**Esercizio breve A:**
Estrai integralmente il brano fornito, senza alcuna modifica.

L'Aquila, Campo 3e32, MediaLab, ore 10:00

Questa dovrebbe essere l'ultima puntata di questo diario aquilano, visto che oggi si parte. Ma non lo sarà perché sono rimaste - a differenza di quanto dicevo promettendo che mi sarei occupato solo della manifestazione anti G8 - ancora alcune questioni in sospeso. Per ora ci limiteremo a sistemare i quattro tasselli banalissimi che si chiamano: comunicazione, democrazia, partecipazione e manifestazioni di dissenso. Un compito soverchiante ma necessario, giacché si sono mescolate, in questa città, le istanze dell'anti G8 e quelle degli aquilani.

Comunicazione. La realtà sfaccettata, come al solito, è fatta di persone che credono alle promesse di Berlusconi, di persone che - non riesco a immaginare niente di più aberrante - si mettono in fila per provare la stanza-simula-terremoti che è stata allestita nella caserma di Coppito che, finito il summit, è diventata una specie di Disneyworld, di persone che si vedono sui Tg nazionali e che dicono che tutto va ben.

**Materiale dell'esercizio:**

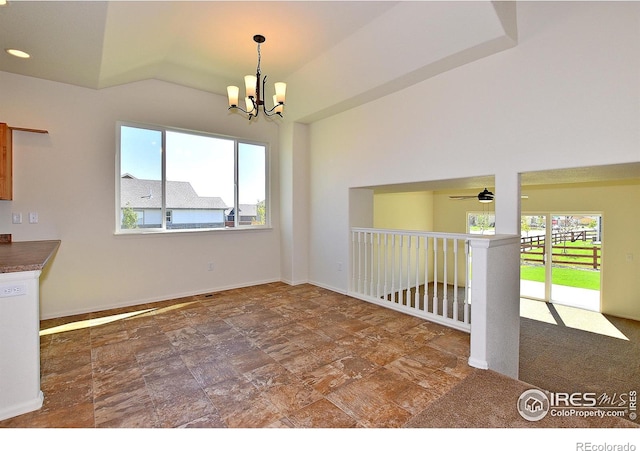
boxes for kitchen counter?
[0,240,60,273]
[0,241,60,420]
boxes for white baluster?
[433,237,438,315]
[390,233,396,302]
[442,238,449,318]
[413,236,420,310]
[422,236,429,312]
[453,238,458,321]
[376,232,382,299]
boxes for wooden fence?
[520,230,601,270]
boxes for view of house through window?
[116,124,268,232]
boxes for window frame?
[115,121,271,235]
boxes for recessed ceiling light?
[5,49,31,58]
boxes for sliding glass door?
[520,213,603,311]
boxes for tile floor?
[0,283,473,428]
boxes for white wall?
[0,72,280,318]
[310,2,640,291]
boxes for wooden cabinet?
[0,122,13,200]
[0,122,48,200]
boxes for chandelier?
[227,34,287,120]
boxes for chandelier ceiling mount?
[227,34,287,120]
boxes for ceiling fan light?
[6,49,31,58]
[227,86,240,107]
[274,81,287,105]
[244,75,257,97]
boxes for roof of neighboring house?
[228,204,258,216]
[120,174,229,210]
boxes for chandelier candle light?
[227,34,287,120]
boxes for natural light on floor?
[520,298,629,341]
[40,302,198,337]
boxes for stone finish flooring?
[0,283,474,428]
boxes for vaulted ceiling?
[0,0,517,122]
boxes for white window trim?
[114,121,272,236]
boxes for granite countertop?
[0,240,60,273]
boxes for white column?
[469,235,520,379]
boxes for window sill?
[114,226,273,237]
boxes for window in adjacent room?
[116,123,268,233]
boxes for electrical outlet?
[0,283,27,298]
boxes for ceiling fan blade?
[449,196,478,200]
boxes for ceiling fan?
[449,188,529,204]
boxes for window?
[116,123,269,233]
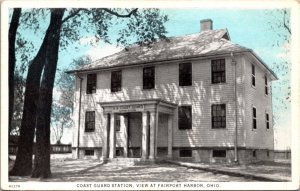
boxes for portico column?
[120,115,128,157]
[109,113,116,159]
[102,114,110,160]
[142,112,149,159]
[168,115,173,158]
[149,112,157,159]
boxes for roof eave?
[66,49,250,74]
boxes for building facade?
[70,20,277,163]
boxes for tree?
[9,69,25,136]
[266,9,292,123]
[10,8,65,176]
[8,8,21,132]
[10,8,167,178]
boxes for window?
[143,66,155,90]
[252,64,255,87]
[84,149,94,156]
[86,74,97,94]
[211,104,226,129]
[179,149,192,157]
[213,150,226,158]
[85,111,95,132]
[265,76,269,95]
[116,148,124,157]
[211,59,226,84]
[116,119,121,131]
[266,113,270,129]
[111,70,122,92]
[252,107,256,129]
[179,63,192,86]
[178,106,192,130]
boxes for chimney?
[200,19,213,32]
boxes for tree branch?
[102,8,138,18]
[62,8,84,23]
[283,10,292,34]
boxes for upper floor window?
[116,118,121,131]
[252,107,257,129]
[85,111,95,132]
[266,113,270,129]
[211,59,226,84]
[86,74,97,94]
[179,63,192,86]
[265,76,269,95]
[178,106,192,130]
[211,104,226,129]
[111,70,122,92]
[143,66,155,90]
[252,64,255,86]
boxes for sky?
[11,9,291,149]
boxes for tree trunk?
[9,8,64,176]
[8,8,21,133]
[32,9,65,178]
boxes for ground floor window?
[211,104,226,129]
[84,149,94,156]
[85,111,95,132]
[179,149,192,157]
[213,150,226,158]
[178,106,192,130]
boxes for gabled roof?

**Esercizio breve B:**
Copia fedelmente i record dall'inizio fino alla riga che contiene "[520,230,601,270]", entrambe le estremità incluse. Escludi le immagini dalla risposta.

**Output atteso A:**
L'Aquila, Campo 3e32, MediaLab, ore 10:00

Questa dovrebbe essere l'ultima puntata di questo diario aquilano, visto che oggi si parte. Ma non lo sarà perché sono rimaste - a differenza di quanto dicevo promettendo che mi sarei occupato solo della manifestazione anti G8 - ancora alcune questioni in sospeso. Per ora ci limiteremo a sistemare i quattro tasselli banalissimi che si chiamano: comunicazione, democrazia, partecipazione e manifestazioni di dissenso. Un compito soverchiante ma necessario, giacché si sono mescolate, in questa città, le istanze dell'anti G8 e quelle degli aquilani.

Comunicazione. La realtà sfaccettata, come al solito, è fatta di persone che credono alle promesse di Berlusconi, di persone che - non riesco a immaginare niente di più aberrante - si mettono in fila per provare la stanza-simula-terremoti che è stata allestita nella caserma di Coppito che, finito il summit, è diventata una specie di Disneyworld, di persone che si vedono sui Tg nazionali e che dicono che tutto va ben.

**Output atteso B:**
boxes for kitchen counter?
[0,240,60,273]
[0,241,60,420]
boxes for white baluster?
[433,237,438,315]
[390,233,396,302]
[442,238,449,318]
[413,236,420,310]
[422,236,429,312]
[453,238,458,321]
[376,232,382,299]
boxes for wooden fence?
[520,230,601,270]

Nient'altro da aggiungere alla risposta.